Pick out each line in the rows below that contains the word "silver" and copy those lines.
++++
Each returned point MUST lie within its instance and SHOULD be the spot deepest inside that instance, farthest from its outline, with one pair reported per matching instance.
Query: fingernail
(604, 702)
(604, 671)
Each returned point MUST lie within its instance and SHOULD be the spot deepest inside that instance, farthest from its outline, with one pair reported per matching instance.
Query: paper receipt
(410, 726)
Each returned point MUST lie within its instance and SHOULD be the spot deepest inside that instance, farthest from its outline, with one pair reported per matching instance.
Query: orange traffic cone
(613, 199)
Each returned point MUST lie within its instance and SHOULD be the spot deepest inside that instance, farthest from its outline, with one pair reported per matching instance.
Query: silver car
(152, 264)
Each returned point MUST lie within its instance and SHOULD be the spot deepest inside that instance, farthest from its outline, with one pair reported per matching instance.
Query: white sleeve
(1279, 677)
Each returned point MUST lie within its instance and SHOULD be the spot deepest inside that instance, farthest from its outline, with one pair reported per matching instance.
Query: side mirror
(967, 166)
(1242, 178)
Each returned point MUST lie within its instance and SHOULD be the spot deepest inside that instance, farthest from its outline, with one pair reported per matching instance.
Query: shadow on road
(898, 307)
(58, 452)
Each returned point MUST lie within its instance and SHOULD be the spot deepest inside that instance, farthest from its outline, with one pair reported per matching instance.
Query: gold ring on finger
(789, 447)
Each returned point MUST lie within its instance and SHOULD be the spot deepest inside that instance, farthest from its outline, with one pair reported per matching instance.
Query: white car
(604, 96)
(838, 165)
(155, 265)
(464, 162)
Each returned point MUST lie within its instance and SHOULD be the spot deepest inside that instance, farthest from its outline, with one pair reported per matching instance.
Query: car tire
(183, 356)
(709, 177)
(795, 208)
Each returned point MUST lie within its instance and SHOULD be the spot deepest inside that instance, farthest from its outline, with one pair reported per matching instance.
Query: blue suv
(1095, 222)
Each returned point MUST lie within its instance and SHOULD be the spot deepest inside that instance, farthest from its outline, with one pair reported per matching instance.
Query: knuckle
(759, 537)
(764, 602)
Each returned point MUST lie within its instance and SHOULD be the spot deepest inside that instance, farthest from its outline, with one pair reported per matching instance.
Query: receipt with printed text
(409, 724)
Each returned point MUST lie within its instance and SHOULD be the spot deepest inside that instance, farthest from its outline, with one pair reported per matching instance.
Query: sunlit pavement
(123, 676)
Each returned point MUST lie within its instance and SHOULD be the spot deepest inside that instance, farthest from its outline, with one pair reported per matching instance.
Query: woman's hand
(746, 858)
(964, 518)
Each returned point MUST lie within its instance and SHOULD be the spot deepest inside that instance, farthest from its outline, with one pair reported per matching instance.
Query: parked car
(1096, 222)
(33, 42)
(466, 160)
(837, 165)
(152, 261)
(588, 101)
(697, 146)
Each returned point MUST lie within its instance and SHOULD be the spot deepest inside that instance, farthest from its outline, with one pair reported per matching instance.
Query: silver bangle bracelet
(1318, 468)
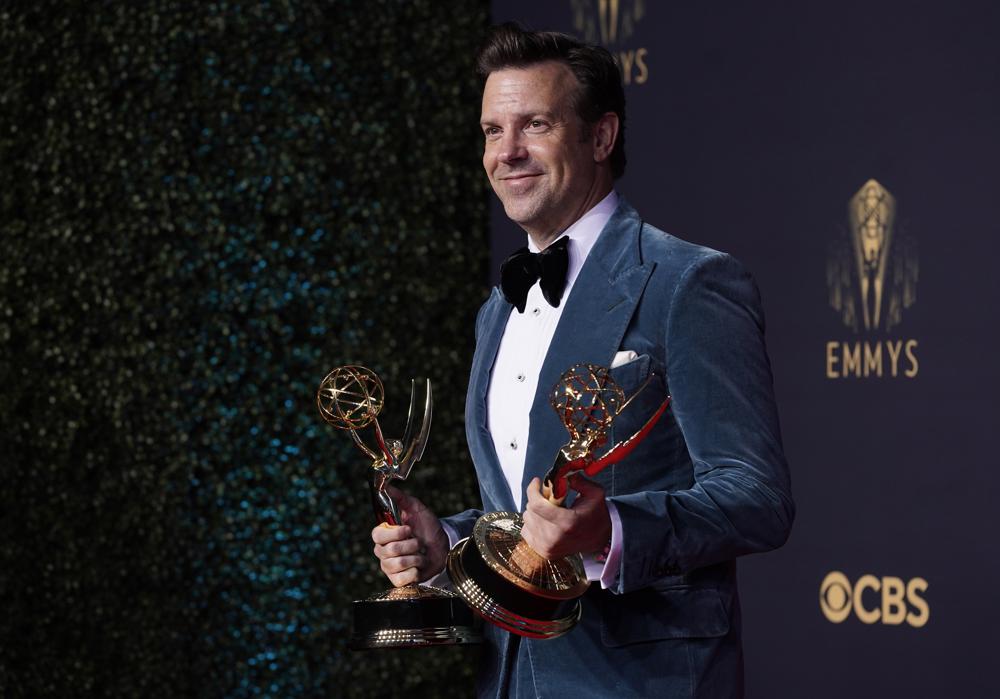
++++
● ANSWER TO THIS PROBLEM:
Query: silver car
Query: silver bangle bracelet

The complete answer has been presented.